Exercise description - Revise the entries from the line containing "One keypoint belongs on each instance. Indicate the silver" through the end, replacing "snowy" with "snow-covered" and leaving everything else as it is.

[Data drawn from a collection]
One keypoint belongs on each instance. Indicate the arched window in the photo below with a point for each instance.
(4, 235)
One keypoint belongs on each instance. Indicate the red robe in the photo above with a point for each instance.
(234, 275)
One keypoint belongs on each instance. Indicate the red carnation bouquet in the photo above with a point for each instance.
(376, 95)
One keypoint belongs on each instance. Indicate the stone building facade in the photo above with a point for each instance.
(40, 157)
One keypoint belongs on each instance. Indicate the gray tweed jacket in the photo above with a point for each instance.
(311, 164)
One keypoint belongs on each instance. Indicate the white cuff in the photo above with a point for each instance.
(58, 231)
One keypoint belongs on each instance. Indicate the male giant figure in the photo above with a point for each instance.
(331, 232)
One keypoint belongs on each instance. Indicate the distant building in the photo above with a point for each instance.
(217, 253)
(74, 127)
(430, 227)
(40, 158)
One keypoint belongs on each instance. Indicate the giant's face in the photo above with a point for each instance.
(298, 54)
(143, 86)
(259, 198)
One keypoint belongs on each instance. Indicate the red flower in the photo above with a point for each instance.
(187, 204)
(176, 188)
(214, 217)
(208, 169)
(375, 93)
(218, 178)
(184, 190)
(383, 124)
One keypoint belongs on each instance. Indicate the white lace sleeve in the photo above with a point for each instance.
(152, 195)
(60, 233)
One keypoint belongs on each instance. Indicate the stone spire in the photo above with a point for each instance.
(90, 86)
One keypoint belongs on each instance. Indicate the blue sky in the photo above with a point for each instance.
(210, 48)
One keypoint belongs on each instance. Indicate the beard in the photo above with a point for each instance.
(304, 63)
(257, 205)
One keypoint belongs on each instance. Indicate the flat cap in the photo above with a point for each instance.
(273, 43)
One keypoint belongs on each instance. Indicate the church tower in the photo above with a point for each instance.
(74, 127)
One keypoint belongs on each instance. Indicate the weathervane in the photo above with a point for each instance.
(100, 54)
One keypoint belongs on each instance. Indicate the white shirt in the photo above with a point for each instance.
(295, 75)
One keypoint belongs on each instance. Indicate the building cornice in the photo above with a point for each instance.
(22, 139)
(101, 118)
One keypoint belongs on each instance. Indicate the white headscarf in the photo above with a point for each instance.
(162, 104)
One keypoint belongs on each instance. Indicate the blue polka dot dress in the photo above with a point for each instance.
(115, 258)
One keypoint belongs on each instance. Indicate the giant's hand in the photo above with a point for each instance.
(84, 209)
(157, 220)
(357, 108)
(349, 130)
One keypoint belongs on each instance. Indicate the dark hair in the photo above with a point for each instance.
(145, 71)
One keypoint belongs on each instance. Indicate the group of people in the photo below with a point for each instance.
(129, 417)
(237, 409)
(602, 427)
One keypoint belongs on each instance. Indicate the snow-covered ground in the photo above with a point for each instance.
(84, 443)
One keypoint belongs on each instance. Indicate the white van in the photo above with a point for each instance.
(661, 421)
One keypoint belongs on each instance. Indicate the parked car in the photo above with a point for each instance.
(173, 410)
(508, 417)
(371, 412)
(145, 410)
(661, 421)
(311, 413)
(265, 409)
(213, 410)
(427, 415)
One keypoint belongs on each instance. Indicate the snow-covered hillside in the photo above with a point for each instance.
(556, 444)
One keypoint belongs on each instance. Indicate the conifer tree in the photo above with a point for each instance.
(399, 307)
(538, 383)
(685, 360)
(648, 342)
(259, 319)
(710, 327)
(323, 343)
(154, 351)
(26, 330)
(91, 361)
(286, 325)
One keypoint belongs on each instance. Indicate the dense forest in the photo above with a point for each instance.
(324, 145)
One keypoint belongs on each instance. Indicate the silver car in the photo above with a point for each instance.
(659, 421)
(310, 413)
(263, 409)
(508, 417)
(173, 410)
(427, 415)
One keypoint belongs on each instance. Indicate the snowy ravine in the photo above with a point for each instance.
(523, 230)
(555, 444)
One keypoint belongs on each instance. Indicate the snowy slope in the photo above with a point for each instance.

Answer in full -
One keypoint belongs on each instance. Indicate the silver car in the photo above with a point for each instance.
(659, 421)
(310, 413)
(263, 409)
(508, 417)
(173, 410)
(427, 415)
One keypoint belongs on each instance. Indicate the snow-covered ravine in the photo above with a point for each instance.
(523, 230)
(555, 444)
One keypoint belongs on each instance. Indicate the snow-covered slope in the photo above with a point for each instance.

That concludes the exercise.